_SHORT TASK 1_: Please pull out every line of the entries that contains the string "tree".

The Royal Highland and Agricultural Society of Scotland played an important role in encouraging the development of agricultural implements and machines, exhibiting them and arranging trials and demonstrations of them. In the 1890s the Society also arranged working demonstrations. These were for binders. This was one of the only times in the history of the Society that it arranged demonstrations rather than trials. They were not competitive and awards were not given. They were arranged to give farmers and agriculturists the opportunity to see these machines at work.
These exhibitions were undertaken in different locations throughout the country. These were usually in the different show districts where the show was in attendance.
The following are a number of accounts of these exhibitions. They set out how the exhibitions were arranged, and describe how they worked in sometimes trying conditions with twisted and flattened crops.
Exhibition in Midlothian in 1893 (from Elgin courant and Morayshire advertiser, 22 August 1893)
“On Wednesday last an exhibition of binders at work was held under the auspices of the Highland and Agricultural Society at Niddrie Mains, Liberton, near Edinburgh. The exhibition was not a strictly competitive one. No awards were given, but a committee of gentlemen who acted as stewards made a report to the Society, in which they embodied their observations regarding the performances of the various machines that were at work. The committee consisted of Messrs Jonathan Middleton, Clay of Allan, Ross-shire; Geo. R. Glendinning, Hatton Mains; J. T. Paterson, Grange Loan, Edinburgh; and A. S. Logan, Fernie Castle, along with whom there was Mr Park, the Society’s engineer.

_SHORT TASK 2_: Resume the account of the Highland and Agricultural Society's binder exhibitions from the point where it stops.

_EXTRACTED ENTRIES_:
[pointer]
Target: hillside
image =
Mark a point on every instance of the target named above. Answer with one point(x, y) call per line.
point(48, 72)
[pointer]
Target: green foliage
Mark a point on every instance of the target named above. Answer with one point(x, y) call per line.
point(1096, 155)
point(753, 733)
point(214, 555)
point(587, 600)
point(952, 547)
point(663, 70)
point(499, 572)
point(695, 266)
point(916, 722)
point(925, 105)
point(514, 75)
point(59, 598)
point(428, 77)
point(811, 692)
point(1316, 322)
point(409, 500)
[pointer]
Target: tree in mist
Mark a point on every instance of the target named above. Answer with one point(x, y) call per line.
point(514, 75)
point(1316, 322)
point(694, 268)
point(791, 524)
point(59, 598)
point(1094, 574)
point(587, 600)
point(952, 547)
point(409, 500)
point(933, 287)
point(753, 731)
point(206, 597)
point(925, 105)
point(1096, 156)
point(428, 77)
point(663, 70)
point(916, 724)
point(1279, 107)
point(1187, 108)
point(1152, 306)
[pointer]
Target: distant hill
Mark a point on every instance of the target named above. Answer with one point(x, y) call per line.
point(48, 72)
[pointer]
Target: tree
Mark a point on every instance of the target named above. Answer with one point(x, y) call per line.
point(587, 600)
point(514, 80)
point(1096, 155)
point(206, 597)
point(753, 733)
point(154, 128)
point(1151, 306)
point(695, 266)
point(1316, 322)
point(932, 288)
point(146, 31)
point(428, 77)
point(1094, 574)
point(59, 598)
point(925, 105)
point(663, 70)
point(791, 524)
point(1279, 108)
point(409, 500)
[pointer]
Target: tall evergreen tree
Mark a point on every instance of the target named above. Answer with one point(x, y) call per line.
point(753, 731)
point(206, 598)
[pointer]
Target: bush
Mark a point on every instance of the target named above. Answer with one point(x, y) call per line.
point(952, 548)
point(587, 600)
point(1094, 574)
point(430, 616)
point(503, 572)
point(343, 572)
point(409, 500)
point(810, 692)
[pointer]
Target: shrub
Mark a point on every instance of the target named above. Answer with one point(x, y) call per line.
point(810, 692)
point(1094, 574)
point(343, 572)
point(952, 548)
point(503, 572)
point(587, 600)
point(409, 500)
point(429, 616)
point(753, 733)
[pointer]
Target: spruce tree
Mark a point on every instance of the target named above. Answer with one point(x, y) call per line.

_RESPONSE 1_:
Target: tree in mist
Target: tree
Target: tall evergreen tree
Target: spruce tree

_RESPONSE 2_:
The following is the jurors’ preliminary report: “We have pleasure in reporting that we carefully watched the working of the eleven binders that came forward. They were in the first place tried in a field of oats which was cut into plots of one acre each. Lots were drawn by the competitors for the different plots, and care was taken to make the trial as even as possible to all. The oat crop was very rank, and badly laid and twisted. The test was therefore an exceedingly severe one. Indeed much of the crop was so badly laid and twisted that it seemed hardly likely that either the binder or the reaper could possibly make passable work in it. In these circumstances it is peculiarly gratifying to be able to say that upon the whole the work of cutting and binding was done in a satisfactory manner-better cut, most probably, than it would have been by the ordinary reaper. Very little fault could be found with either the cutting or binding. Most of the machines had difficulty in separating the one sheaf from the other, on account of the rank, tangled condition of the crop, yet, even in this respect, the majority of the machines did surprisingly good work. The crop could be cut only in the direction, and in most cases the work was slowly done. The plots in the field of oats having been finished, all the machines, excepting the “Jonson Harvester”, was tried in an adjacent field of barley. The crop of barley was not rank, but it was much laid and twisted. The quantity of the work done here was throughout of the most satisfactory character, so nearly perfect, indeed, that the most fastidious farmer could find little fault with it. This great success with the barley is all the more noteworthy and gratifying that, when examined by a large committee of experienced farmers a fortnight ago, the crop on this field was so much laid and twisted that it was thought unlikely that any competitor would attempt to cut it either with a reaper or binder. It should be explained that the Kearsley binder, having come late into the field, cut only about half of its plot of oats.”
Exhibition of binders in Aberdeenshire (from Aberdeen press and journal, 5 September 1894)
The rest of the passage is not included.